WHAT TO DO.
Copy the items below, swapping every occurrence of "Mark the region of" for "Outline" and leaving all other text unchanged.

TASK INPUT.
# # #
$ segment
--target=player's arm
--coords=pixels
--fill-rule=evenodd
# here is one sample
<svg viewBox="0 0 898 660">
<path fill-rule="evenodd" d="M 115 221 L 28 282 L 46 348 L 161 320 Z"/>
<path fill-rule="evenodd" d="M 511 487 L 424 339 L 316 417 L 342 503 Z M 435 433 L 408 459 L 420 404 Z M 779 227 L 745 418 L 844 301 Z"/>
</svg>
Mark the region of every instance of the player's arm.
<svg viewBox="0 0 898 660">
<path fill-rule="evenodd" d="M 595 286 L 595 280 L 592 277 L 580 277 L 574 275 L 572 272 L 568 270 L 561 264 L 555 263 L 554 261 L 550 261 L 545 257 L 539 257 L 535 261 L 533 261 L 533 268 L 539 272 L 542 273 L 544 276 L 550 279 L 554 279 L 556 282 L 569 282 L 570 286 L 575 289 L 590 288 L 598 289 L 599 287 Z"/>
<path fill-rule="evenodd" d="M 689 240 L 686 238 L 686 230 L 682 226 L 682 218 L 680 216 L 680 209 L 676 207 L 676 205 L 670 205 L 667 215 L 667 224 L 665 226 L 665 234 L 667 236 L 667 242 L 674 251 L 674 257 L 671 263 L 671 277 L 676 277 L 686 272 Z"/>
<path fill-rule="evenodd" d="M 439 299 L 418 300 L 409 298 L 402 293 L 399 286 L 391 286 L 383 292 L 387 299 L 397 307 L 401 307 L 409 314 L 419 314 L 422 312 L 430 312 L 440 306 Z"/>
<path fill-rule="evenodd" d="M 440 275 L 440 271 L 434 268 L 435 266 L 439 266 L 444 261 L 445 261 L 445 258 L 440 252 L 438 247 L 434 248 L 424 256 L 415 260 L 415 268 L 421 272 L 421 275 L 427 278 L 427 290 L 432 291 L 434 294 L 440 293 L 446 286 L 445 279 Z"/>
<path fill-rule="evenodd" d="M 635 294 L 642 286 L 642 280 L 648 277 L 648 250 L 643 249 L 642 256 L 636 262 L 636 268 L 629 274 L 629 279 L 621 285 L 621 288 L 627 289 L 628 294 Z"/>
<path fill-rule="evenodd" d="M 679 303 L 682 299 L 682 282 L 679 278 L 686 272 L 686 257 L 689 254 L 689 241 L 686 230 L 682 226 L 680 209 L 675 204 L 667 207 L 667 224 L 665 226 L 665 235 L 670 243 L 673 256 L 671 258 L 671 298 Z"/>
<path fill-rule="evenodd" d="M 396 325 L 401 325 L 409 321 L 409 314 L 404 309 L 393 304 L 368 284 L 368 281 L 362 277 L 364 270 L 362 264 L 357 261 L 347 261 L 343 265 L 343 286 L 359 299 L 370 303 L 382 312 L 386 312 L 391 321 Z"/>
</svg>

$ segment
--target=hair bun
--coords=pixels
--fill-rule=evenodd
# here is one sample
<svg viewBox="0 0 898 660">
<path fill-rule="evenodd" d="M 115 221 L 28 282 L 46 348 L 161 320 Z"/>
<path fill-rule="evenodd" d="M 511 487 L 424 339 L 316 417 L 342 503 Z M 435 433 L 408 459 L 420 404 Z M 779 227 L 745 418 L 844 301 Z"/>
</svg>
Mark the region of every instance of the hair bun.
# # #
TASK ANSWER.
$ segment
--target=player's arm
--coords=pixels
--fill-rule=evenodd
# here is one sample
<svg viewBox="0 0 898 660">
<path fill-rule="evenodd" d="M 115 221 L 28 282 L 46 348 L 161 320 Z"/>
<path fill-rule="evenodd" d="M 511 487 L 424 339 L 316 417 L 342 503 Z M 435 433 L 408 459 L 420 404 Z M 779 227 L 745 418 L 844 301 Z"/>
</svg>
Outline every instance of the player's arm.
<svg viewBox="0 0 898 660">
<path fill-rule="evenodd" d="M 595 286 L 595 280 L 592 277 L 580 277 L 574 275 L 572 272 L 568 270 L 561 264 L 555 263 L 554 261 L 550 261 L 545 257 L 539 257 L 535 261 L 533 261 L 533 268 L 539 272 L 542 273 L 544 276 L 550 279 L 554 279 L 556 282 L 569 282 L 570 286 L 575 289 L 590 288 L 598 289 L 599 287 Z"/>
<path fill-rule="evenodd" d="M 689 240 L 686 238 L 686 230 L 682 226 L 682 218 L 680 216 L 680 209 L 676 207 L 676 205 L 670 205 L 667 215 L 667 224 L 665 226 L 665 234 L 667 236 L 667 242 L 674 251 L 674 257 L 671 263 L 671 277 L 676 277 L 686 272 Z"/>
<path fill-rule="evenodd" d="M 439 299 L 418 300 L 409 298 L 402 293 L 399 286 L 391 286 L 383 292 L 387 299 L 397 307 L 401 307 L 409 314 L 419 314 L 422 312 L 430 312 L 440 306 Z"/>
<path fill-rule="evenodd" d="M 440 275 L 440 271 L 434 268 L 435 266 L 439 266 L 444 261 L 445 261 L 445 258 L 440 252 L 438 247 L 434 248 L 424 256 L 415 260 L 415 268 L 421 272 L 421 275 L 427 278 L 427 290 L 432 291 L 434 294 L 440 293 L 446 286 L 445 279 Z"/>
<path fill-rule="evenodd" d="M 635 294 L 642 286 L 642 280 L 648 277 L 648 250 L 643 249 L 642 256 L 636 262 L 636 268 L 629 274 L 629 279 L 621 285 L 621 288 L 627 289 L 628 294 Z"/>
<path fill-rule="evenodd" d="M 679 303 L 682 299 L 682 282 L 679 278 L 686 272 L 686 257 L 689 254 L 689 241 L 686 230 L 682 226 L 680 209 L 675 204 L 667 207 L 667 224 L 665 226 L 665 235 L 670 243 L 673 256 L 671 258 L 671 298 Z"/>
<path fill-rule="evenodd" d="M 396 325 L 401 325 L 409 321 L 409 314 L 404 309 L 393 304 L 368 284 L 368 281 L 362 277 L 364 270 L 362 264 L 357 261 L 347 261 L 343 265 L 343 286 L 359 299 L 370 303 L 382 312 L 386 312 L 391 321 Z"/>
</svg>

$ segment
--target=hair bun
--coords=pixels
--fill-rule=evenodd
# here is one sample
<svg viewBox="0 0 898 660">
<path fill-rule="evenodd" d="M 115 221 L 28 282 L 46 348 L 161 320 Z"/>
<path fill-rule="evenodd" d="M 511 487 L 424 339 L 316 417 L 342 503 Z M 435 433 L 408 459 L 420 404 Z M 779 227 L 745 418 L 844 301 Z"/>
</svg>
Outline every instance of the hair bun.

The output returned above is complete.